**Listed records**
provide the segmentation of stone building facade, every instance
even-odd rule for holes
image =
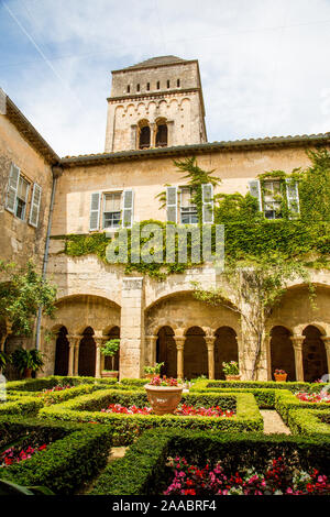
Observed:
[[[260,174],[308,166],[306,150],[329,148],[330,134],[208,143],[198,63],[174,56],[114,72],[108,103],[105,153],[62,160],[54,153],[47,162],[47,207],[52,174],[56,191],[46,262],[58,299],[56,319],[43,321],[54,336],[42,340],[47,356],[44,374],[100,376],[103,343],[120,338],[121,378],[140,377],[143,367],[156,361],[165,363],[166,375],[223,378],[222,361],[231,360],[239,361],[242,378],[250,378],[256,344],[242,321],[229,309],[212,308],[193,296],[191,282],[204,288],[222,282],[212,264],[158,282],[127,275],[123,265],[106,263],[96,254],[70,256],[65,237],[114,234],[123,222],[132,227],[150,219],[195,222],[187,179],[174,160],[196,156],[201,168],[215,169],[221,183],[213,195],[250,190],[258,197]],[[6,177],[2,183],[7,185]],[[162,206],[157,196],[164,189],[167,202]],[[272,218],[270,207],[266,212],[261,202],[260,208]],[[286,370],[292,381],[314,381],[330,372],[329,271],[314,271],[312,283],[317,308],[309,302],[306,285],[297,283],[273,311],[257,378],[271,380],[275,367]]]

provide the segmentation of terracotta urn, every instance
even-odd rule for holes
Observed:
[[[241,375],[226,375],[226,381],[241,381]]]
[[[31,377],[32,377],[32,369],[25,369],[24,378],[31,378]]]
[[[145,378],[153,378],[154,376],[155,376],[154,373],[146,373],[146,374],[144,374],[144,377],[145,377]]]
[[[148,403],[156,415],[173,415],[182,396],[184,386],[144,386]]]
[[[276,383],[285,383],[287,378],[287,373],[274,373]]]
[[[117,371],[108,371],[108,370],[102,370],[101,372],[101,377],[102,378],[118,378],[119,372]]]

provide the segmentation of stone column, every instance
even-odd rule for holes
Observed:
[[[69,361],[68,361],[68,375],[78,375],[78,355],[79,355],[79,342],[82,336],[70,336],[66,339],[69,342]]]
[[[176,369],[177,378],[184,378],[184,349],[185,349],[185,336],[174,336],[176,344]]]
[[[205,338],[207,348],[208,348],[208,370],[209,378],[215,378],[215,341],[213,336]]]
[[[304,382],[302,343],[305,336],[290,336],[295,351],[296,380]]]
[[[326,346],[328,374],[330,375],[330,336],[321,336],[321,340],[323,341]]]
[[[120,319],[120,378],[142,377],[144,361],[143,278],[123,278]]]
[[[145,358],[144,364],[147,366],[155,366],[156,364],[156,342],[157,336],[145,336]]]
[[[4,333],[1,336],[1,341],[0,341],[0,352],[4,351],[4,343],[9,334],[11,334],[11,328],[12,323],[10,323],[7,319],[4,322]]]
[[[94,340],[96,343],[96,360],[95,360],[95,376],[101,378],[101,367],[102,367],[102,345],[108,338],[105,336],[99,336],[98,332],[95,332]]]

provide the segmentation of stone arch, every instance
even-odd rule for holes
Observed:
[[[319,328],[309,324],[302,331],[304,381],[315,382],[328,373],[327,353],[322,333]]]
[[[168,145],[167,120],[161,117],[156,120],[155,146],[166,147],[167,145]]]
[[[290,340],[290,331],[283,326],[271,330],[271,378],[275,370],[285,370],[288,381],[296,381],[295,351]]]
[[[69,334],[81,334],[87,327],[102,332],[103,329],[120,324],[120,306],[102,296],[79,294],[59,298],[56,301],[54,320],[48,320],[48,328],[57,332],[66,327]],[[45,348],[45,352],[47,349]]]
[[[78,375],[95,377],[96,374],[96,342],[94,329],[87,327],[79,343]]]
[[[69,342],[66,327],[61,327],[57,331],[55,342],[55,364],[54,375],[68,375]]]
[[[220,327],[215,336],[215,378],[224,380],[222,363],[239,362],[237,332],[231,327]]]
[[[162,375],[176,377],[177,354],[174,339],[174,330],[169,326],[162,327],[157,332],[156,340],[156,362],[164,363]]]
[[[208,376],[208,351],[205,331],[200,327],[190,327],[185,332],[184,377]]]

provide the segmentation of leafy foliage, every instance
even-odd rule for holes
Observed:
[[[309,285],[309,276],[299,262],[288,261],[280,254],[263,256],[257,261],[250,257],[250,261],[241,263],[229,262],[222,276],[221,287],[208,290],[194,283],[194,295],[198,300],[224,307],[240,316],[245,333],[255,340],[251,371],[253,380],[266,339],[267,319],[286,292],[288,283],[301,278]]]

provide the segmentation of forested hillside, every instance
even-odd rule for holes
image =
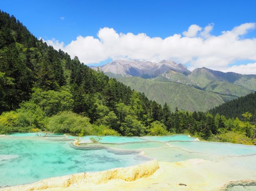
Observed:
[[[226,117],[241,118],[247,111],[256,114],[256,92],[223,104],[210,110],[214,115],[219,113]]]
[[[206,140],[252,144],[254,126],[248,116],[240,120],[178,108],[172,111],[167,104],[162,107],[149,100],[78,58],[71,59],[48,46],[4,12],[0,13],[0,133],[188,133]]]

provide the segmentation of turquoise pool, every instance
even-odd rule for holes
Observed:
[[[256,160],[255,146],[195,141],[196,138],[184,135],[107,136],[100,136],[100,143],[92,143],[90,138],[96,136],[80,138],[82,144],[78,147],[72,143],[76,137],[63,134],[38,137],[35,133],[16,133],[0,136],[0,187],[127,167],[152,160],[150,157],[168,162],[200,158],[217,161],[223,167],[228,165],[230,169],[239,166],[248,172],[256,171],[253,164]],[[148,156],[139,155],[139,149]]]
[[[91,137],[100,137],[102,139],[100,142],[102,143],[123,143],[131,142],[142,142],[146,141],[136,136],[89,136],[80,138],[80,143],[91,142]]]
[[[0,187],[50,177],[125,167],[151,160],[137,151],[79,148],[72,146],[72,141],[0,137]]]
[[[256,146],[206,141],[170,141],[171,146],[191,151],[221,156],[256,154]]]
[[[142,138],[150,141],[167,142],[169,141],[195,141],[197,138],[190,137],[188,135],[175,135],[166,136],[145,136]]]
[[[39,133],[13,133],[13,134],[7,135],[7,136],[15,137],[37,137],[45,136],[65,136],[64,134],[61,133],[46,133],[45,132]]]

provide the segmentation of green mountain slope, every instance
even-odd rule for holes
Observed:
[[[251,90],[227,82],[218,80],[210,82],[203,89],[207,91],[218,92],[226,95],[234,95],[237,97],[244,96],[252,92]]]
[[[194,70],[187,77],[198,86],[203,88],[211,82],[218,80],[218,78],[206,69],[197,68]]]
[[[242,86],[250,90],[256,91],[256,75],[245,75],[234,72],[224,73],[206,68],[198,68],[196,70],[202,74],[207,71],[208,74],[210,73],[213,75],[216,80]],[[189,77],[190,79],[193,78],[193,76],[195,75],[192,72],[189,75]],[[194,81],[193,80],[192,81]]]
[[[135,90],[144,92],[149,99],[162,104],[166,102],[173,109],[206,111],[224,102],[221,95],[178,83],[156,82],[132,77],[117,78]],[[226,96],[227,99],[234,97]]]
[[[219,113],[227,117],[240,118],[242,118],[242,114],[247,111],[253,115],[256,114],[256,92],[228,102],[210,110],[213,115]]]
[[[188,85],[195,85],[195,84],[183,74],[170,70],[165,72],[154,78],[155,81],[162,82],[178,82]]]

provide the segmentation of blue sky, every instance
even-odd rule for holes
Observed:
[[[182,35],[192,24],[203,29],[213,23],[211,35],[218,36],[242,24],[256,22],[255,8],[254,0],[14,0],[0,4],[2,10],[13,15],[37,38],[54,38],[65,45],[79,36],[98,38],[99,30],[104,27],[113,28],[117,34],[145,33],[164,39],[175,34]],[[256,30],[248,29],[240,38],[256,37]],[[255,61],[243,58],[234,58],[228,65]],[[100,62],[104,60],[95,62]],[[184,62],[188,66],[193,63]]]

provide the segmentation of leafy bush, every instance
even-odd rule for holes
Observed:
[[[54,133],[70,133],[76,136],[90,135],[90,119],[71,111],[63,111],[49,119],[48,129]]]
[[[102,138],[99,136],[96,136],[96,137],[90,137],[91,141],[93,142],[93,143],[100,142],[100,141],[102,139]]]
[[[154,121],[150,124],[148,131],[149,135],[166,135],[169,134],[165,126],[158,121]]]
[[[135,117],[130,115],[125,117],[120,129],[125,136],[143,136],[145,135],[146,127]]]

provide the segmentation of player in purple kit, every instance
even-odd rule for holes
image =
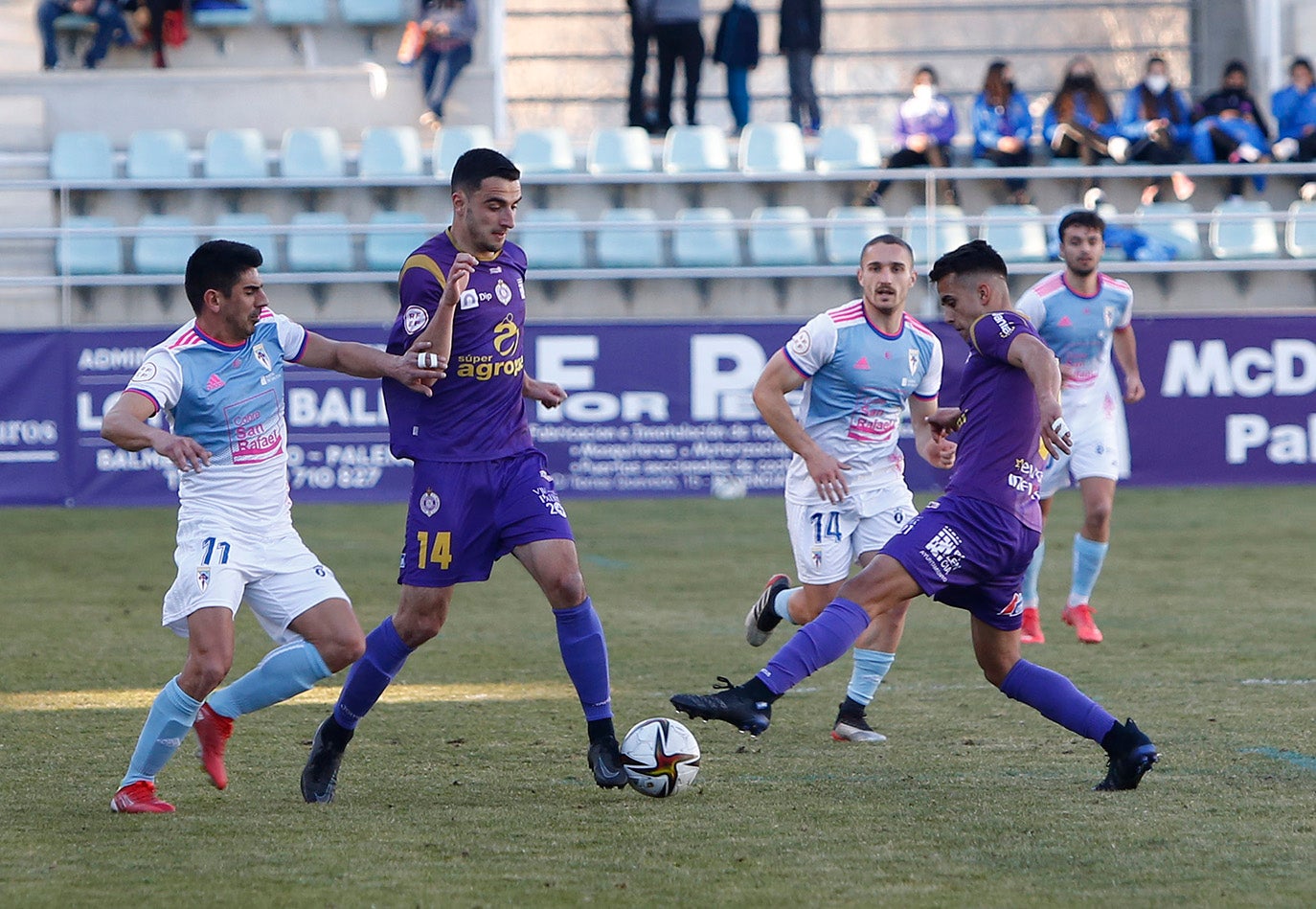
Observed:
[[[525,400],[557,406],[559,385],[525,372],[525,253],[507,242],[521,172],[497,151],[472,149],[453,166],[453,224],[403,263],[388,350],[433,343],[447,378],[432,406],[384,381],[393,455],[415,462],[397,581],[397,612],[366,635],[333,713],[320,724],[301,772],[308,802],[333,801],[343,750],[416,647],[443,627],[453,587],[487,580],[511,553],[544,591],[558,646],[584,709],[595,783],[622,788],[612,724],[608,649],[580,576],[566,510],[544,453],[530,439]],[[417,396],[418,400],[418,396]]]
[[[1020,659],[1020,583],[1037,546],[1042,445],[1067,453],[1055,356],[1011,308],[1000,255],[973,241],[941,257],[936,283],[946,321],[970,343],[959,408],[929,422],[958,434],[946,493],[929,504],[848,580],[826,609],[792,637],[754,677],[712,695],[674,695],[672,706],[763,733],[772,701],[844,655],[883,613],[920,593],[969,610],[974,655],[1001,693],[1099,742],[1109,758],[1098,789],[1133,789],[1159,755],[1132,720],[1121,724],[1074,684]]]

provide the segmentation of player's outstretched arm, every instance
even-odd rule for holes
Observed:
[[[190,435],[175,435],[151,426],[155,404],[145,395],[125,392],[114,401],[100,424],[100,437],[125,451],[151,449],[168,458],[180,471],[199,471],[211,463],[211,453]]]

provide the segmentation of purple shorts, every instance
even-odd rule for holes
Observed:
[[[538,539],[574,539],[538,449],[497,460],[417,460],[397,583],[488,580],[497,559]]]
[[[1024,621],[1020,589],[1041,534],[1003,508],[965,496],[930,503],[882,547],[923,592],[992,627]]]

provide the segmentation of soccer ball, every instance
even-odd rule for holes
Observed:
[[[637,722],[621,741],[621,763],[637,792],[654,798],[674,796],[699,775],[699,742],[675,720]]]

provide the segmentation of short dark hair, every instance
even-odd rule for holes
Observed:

**Given exercise**
Reproduce exactly the lines from the one containing "provide the segmentation of player's" through the last line of the records above, including both, and nothing else.

**Answer to this exercise**
provide the segmentation of player's outstretched arm, every instance
even-odd rule for holes
Observed:
[[[190,435],[175,435],[151,426],[155,404],[145,395],[125,392],[114,401],[100,424],[100,437],[125,451],[151,449],[168,458],[180,471],[199,471],[211,463],[211,453]]]

provide the segmentation of purple shorts, every instance
even-odd rule for holes
Observed:
[[[538,539],[574,539],[538,449],[497,460],[417,460],[397,583],[488,580],[497,559]]]
[[[1024,621],[1020,589],[1041,534],[1003,508],[965,496],[930,503],[882,547],[923,592],[992,627]]]

provide the segmentation of soccer ball, every instance
even-odd rule for holes
Observed:
[[[637,722],[621,741],[621,763],[637,792],[654,798],[674,796],[699,775],[699,742],[675,720]]]

provide the segmentation of short dark hair, every instance
even-odd rule for holes
Observed:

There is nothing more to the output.